_Brief_
Convert the listing, from the line with "Can you find the decorative" through the end of the listing, into a JSON list of strings with one string per line, leaving out blank lines.

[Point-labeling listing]
☆ ☆ ☆ ☆ ☆ ☆ ☆

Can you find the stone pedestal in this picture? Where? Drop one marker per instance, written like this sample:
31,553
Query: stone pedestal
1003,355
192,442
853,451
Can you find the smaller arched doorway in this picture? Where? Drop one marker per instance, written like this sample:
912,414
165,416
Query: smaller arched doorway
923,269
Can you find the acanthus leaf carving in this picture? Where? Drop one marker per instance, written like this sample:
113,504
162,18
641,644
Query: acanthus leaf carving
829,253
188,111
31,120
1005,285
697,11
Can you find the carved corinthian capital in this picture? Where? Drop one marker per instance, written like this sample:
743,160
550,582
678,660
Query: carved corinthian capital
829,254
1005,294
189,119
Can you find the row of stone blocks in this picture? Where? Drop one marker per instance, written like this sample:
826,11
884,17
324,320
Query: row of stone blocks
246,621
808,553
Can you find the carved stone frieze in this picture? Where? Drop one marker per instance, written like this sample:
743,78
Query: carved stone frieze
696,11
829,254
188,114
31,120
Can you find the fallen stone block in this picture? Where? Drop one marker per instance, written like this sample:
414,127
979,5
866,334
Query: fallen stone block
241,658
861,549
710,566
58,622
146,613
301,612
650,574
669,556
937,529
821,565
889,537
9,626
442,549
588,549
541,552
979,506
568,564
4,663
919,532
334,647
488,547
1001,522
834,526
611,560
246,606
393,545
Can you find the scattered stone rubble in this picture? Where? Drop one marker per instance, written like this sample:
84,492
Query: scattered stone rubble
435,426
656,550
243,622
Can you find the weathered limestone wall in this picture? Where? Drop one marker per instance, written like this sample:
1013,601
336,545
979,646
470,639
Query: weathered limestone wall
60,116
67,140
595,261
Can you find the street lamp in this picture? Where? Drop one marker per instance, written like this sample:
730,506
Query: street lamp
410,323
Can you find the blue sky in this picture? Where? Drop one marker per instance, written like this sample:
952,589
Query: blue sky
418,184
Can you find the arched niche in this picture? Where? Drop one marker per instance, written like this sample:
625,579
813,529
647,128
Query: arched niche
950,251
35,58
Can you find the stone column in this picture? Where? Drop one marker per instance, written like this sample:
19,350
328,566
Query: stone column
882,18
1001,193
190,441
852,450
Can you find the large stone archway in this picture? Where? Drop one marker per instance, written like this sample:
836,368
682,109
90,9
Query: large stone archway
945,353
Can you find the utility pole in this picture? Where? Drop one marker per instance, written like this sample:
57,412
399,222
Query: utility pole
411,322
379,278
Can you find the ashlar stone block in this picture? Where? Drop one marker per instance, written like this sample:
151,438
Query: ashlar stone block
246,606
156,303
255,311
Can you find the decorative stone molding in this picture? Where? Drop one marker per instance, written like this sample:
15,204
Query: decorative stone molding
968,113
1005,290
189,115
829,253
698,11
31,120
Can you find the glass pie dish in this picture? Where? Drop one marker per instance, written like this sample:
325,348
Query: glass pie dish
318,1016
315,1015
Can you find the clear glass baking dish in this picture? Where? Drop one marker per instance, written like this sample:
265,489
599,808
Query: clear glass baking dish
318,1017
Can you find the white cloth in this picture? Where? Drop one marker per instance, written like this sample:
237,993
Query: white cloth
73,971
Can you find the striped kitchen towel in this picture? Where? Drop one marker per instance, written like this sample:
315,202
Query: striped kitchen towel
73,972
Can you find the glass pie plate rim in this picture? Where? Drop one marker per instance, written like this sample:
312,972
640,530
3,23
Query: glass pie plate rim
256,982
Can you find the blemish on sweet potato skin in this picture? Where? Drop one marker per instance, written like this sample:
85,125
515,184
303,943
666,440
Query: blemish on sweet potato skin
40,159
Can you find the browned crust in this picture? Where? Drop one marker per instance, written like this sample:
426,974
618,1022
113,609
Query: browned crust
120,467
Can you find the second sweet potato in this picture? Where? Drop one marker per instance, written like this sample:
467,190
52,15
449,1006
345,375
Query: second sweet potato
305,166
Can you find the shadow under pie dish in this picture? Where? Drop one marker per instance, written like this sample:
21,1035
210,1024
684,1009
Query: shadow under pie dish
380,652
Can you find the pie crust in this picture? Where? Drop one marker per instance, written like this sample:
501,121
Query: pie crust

☆ ☆ ☆ ☆ ☆ ☆ ☆

_Task output_
[
  "Can you find the decorative stone molding in this picture? Where? Drop one marker per instance, written like this sample:",
  "15,204",
  "Query: decorative stone molding",
  "968,113",
  "1005,290",
  "189,115",
  "829,253",
  "698,11",
  "31,120",
  "Can you find the glass pie dish in this picture? Where? Drop one marker per instance, written like this sample:",
  "325,348",
  "Query: glass pie dish",
  "318,1016",
  "315,1015",
  "Can you find the clear glass baking dish in this picture? Where? Drop one marker per instance, written like this sample:",
  "265,489",
  "599,808",
  "Query: clear glass baking dish",
  "318,1017",
  "Can you find the white cloth in this picture? Where? Drop one marker per instance, written like this sample:",
  "237,993",
  "Query: white cloth",
  "73,971",
  "Can you find the striped kitchen towel in this picture? Where? Drop one marker per instance, written like this sample:",
  "315,202",
  "Query: striped kitchen towel",
  "73,972",
  "Can you find the glass pie plate rim in this picture? Where? Drop one marker per instance, written like this sample:",
  "312,972",
  "640,530",
  "3,23",
  "Query: glass pie plate rim",
  "256,982",
  "Can you find the blemish on sweet potato skin in this picture? Where? Drop one marker per instance, written like this sample:",
  "85,125",
  "515,184",
  "303,943",
  "666,440",
  "Query: blemish on sweet potato skin",
  "40,159",
  "Can you find the browned crust in this picture? Where? Drop one marker per instance, written like this sample:",
  "426,974",
  "618,1022",
  "113,609",
  "Query: browned crust",
  "120,467",
  "Can you find the second sweet potato in this picture? Where? Drop one marker per instance, written like this sample:",
  "467,190",
  "52,15",
  "449,1006",
  "345,375",
  "Query: second sweet potato",
  "305,166",
  "Can you find the shadow under pie dish in this picture? Where? Drop one marker per instance, written like this sample:",
  "21,1035",
  "210,1024",
  "684,1009",
  "Query: shadow under pie dish",
  "380,652",
  "Can you find the pie crust in this picture? Where? Drop one marker per instance, written like this sample:",
  "501,121",
  "Query: pie crust"
]